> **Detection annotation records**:
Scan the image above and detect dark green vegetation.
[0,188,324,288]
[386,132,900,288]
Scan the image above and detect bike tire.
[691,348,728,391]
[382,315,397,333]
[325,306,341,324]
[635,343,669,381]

> **Problem statement**: Reproduce each entry from the records above, character for character.

> **Task answer**:
Scan the image above and detect dark green vegetation.
[0,188,324,288]
[386,132,900,288]
Scan the image above and detect bike tire.
[691,348,728,391]
[382,315,397,333]
[325,306,341,324]
[635,343,669,381]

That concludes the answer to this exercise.